• _BRIEF_
None of the pictures should be copied, though every line of the listing must be printed exactly.

• _ENTRIES SHOWN_
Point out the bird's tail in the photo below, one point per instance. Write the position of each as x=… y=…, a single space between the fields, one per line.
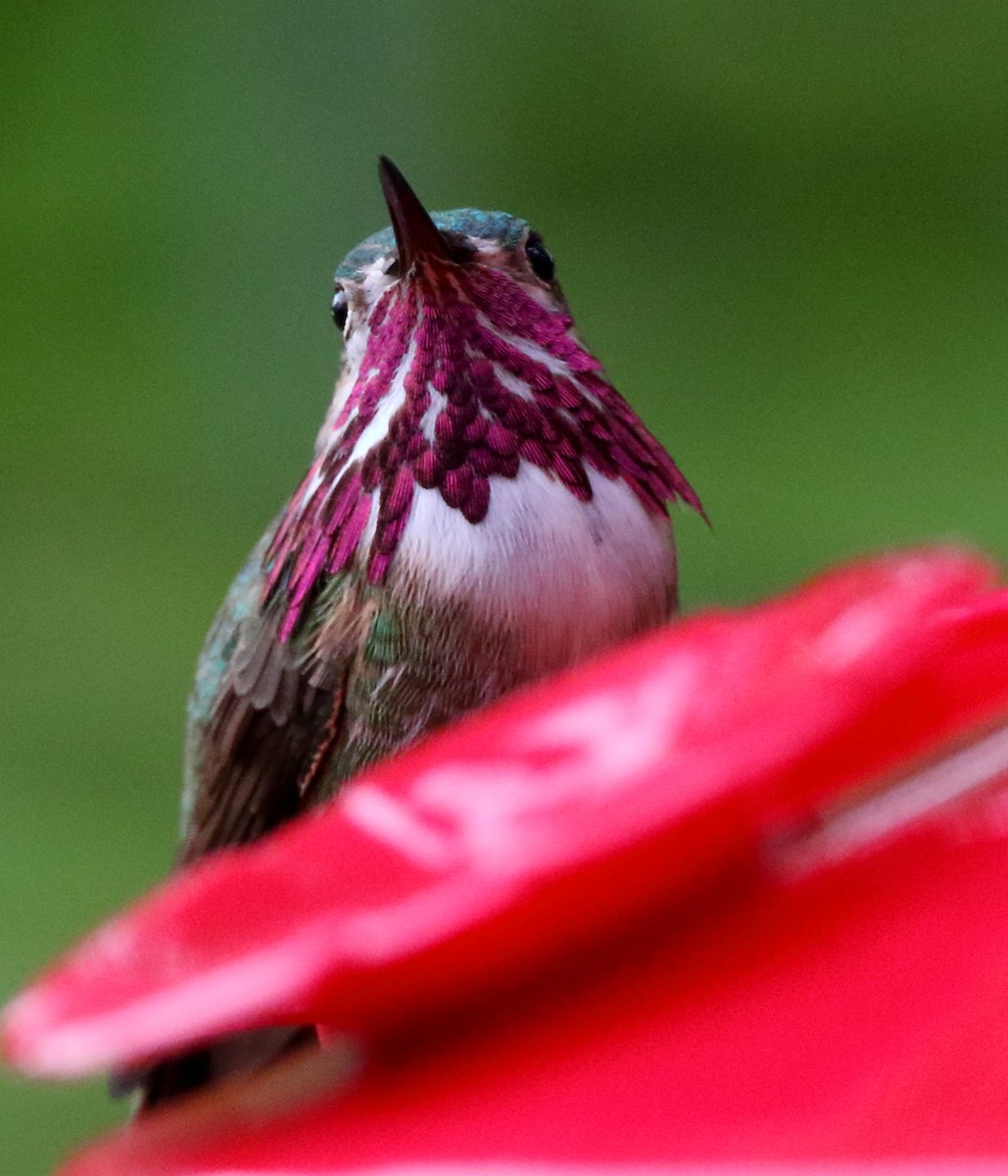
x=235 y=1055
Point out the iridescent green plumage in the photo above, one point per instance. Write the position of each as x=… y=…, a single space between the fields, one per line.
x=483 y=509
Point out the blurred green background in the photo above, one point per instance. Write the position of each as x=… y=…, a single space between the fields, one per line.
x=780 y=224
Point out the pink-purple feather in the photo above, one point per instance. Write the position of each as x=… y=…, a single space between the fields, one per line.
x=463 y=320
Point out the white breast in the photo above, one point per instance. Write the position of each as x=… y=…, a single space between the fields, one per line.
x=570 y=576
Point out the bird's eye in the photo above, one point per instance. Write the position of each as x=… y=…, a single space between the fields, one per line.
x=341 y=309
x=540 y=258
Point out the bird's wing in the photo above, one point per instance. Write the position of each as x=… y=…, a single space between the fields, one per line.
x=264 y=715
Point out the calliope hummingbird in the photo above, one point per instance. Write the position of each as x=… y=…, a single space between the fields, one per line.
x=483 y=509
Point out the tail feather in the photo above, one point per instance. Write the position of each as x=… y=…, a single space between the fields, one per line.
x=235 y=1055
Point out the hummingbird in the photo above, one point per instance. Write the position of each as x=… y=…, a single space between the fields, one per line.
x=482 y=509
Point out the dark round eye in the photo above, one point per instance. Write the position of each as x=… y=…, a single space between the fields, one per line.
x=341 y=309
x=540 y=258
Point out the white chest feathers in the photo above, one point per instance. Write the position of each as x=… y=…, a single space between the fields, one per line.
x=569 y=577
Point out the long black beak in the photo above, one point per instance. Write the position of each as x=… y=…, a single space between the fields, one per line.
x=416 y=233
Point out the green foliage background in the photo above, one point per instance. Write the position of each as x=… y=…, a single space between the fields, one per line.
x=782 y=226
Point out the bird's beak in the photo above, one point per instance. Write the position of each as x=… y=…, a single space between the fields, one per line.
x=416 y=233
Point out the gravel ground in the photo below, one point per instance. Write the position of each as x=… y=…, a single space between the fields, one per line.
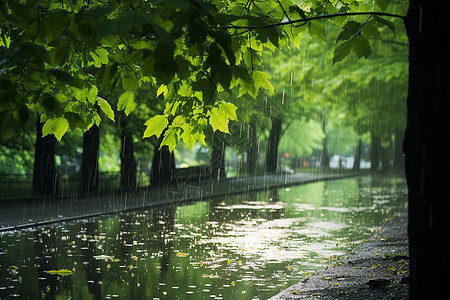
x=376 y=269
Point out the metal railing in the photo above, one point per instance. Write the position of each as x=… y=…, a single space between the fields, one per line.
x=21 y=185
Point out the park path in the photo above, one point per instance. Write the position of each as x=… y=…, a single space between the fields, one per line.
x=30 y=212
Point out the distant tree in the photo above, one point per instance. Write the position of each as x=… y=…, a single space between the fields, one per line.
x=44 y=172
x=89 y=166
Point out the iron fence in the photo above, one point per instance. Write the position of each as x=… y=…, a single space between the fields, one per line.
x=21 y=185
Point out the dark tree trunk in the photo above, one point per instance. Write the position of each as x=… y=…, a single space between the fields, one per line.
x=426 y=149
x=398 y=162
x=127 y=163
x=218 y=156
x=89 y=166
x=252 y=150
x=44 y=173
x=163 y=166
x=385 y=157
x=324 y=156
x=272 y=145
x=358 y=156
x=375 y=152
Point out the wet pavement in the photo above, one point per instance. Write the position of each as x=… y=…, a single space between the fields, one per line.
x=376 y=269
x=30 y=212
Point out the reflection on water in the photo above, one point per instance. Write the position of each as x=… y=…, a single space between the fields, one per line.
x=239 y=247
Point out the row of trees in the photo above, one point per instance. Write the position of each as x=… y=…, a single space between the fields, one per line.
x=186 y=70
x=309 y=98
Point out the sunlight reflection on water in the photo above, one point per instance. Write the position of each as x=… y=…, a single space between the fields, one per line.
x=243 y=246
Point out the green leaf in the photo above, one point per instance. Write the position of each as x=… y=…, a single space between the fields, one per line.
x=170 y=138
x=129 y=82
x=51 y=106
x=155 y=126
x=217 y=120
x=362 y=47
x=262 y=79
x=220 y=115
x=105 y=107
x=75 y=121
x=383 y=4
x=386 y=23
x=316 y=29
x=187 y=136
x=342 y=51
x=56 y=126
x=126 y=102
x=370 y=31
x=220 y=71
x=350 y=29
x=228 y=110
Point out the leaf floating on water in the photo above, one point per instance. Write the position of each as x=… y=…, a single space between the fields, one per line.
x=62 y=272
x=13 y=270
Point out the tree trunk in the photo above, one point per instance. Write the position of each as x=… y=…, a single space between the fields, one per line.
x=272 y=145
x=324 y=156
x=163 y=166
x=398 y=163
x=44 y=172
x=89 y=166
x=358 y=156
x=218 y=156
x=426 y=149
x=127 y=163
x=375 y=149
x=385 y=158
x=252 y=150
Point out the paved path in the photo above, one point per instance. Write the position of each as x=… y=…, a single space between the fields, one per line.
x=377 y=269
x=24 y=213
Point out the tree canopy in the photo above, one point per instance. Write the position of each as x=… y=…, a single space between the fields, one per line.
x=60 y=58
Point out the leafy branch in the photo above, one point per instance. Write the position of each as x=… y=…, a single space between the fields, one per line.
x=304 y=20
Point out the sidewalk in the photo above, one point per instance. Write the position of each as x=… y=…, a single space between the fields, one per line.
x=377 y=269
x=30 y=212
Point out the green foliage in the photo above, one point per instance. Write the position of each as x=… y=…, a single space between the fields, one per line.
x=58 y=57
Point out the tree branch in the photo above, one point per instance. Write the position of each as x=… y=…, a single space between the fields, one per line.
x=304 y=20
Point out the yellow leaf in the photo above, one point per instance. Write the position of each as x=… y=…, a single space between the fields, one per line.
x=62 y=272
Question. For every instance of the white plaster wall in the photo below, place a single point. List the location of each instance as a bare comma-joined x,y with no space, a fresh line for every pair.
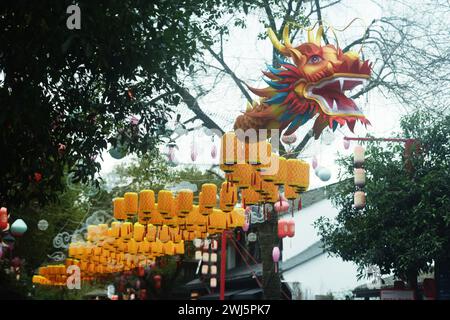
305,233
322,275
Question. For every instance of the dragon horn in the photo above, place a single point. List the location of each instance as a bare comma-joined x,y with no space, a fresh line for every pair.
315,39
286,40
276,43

• _ANSWER SECTION_
Point out the bird's tail in the photo below, one point per instance. Write the position of each as x=… y=…, a single space between the fields, one per line.
x=235 y=1055
Point out the iridescent green plumage in the photo above, one point per instance. Write the position of each as x=… y=…, a single space between the fields, one per line.
x=483 y=509
Point out the blurred green background in the photo above, one point per instance. Write the position of each as x=… y=…, a single space between the fields, one per line.
x=780 y=224
Point out the pink-purple feather in the photo above, one point per instance. Write the position of each as x=… y=…, a single space between the fields, one per line.
x=463 y=320
Point out the white breast in the photo above, one point per instance. Write the position of each as x=… y=…, a single space between the fields, one per line.
x=570 y=576
Point out the bird's eye in the photo above, one point per instance. Write the position of each as x=… y=…, a single space between the fields, one per line.
x=341 y=309
x=540 y=258
Point out the bird's wing in the photo above, one point per instance. Write the position of each as x=… y=…, a single space between the fields, one per line.
x=264 y=715
Point out the calliope hummingbird in the photo above, one point per instance. Write the position of each as x=… y=…, a single space between the fields, one per line.
x=483 y=509
Point out the tail feather in the photo above, one point per instance. Write the position of each as x=… y=…, a single space between the fields, one per line.
x=235 y=1055
Point out the hummingbird in the photo above, one point per instance. Write the position of each as x=… y=…, a single space between the fields, one per line.
x=482 y=509
Point out the dark round eye in the photo above, one point per instance. Write the position of each as x=… y=…, a single space between the fields, one per line.
x=341 y=309
x=540 y=258
Point out the white chest feathers in the photo above, one point per instance. Write the position of each as x=… y=…, a single space between the fields, one per line.
x=569 y=577
Point out the long black beak in the photo above, one point per instance. Write the position of each as x=… y=…, a single space between the fields, one per line.
x=416 y=233
Point out the green foliage background in the photo above, one point per instance. Write the position of each as x=… y=…, a single space between the fields, one per line.
x=782 y=226
Point out the bird's beak in the photo above, one point per instance. Write the position of each as x=… y=…, a single space between the fields, one per line.
x=416 y=233
Point out the gravel ground in the photo below, one point per instance. Write the position of each as x=… y=…, a single space between the fields, one per line.
x=376 y=269
Point out the metal railing in the photo above, one point per instance. Write the position of each as x=… y=…, a single space between the fields, one per line.
x=21 y=185
Point out the park path in the photo above, one point per instance. Write the position of each as x=… y=…, a single space between the fields, one per line.
x=30 y=212
Point out the distant tree in the photo above, one point per instance. Write the position of each as x=… y=…, a single space between the fields, one per line.
x=44 y=172
x=89 y=166
Point out the iron fence in the photo above, one point per instance. Write the position of each as x=… y=…, a single space between the fields, one per line.
x=21 y=185
Point out the dark tree trunk in the photo above, one point per instance. Write the position of each as x=… y=…, a single space between the fields, one per line.
x=426 y=149
x=398 y=162
x=127 y=163
x=218 y=156
x=89 y=166
x=252 y=150
x=44 y=173
x=163 y=166
x=385 y=157
x=324 y=156
x=272 y=145
x=358 y=156
x=375 y=152
Point out the wet pavement in the photo above, one point per instance. Write the position of each as x=… y=…, a single space between the fields, one per line.
x=376 y=269
x=30 y=212
Point out the reflection on water in the photo above, one point per instance. Write the position of each as x=… y=…, a single space between the fields, one per line.
x=239 y=247
Point out the row of trees in the photo above, one point per instance. Write the position of each as x=… y=…, a single space between the fields, one per line.
x=186 y=70
x=309 y=98
Point out the sunlight reflection on water in the photo above, one point per instance. Write the position of each as x=… y=…, a single space between the fields, one per line.
x=243 y=246
Point out the green leaf in the photo above, one point per instance. Write the position of each as x=… y=…, a single space between the fields, one per line.
x=170 y=138
x=129 y=82
x=51 y=106
x=155 y=126
x=217 y=120
x=362 y=47
x=262 y=79
x=220 y=115
x=105 y=107
x=75 y=121
x=383 y=4
x=386 y=23
x=316 y=29
x=187 y=136
x=342 y=51
x=56 y=126
x=126 y=102
x=370 y=31
x=220 y=71
x=350 y=29
x=228 y=110
Point out the leaf floating on water in the photo above, one point per instance. Write the position of each as x=… y=…, a single space between the fields, one per line.
x=62 y=272
x=13 y=270
Point out the tree trunk in the photo above, one point per instance. Write the position of each as x=… y=…, a single space between the fields, one per line.
x=272 y=145
x=324 y=156
x=163 y=166
x=398 y=163
x=44 y=172
x=89 y=166
x=358 y=156
x=218 y=156
x=426 y=149
x=127 y=163
x=375 y=149
x=385 y=158
x=252 y=150
Point out the paved path in the photo above, one point per instance. Write the position of each as x=… y=…, a single space between the fields, one per line.
x=377 y=269
x=24 y=213
Point out the tree canopy in the photo above, one point per instance. Write the position of each as x=… y=…, a single space between the fields, one per line.
x=60 y=58
Point out the leafy branch in the photo above, one point per instance. Write the position of each as x=… y=…, a single space between the fields, one per line.
x=304 y=20
Point out the sidewalk in the photo above, one point per instance. Write the position of each as x=… y=…, a single space between the fields, one per line.
x=377 y=269
x=30 y=212
Point out the green foliage in the photo above, one point per instance. Write the position of each as x=… y=…, a single space between the fields, one per line.
x=58 y=57
Point out the tree branch in the photo above, one point per instance. Write the position of each as x=… y=…, a single space between the fields, one per line.
x=304 y=20
Point out the yellow leaf in the photo above, one point per instance. Write the position of each as x=… y=…, a single space between the fields, one per line.
x=62 y=272
Question. For every instance of the white plaster wall in the photo below, place a single point. List the location of each instance as a bare comma-joined x,y with no space, a fresh line for every pair.
305,233
322,275
Question. For every instance of the dragon horn in the photo above, place a single point. List the location of each instance as a bare comma-joined x,y with no space, a fresh line for every pair.
315,39
286,40
276,43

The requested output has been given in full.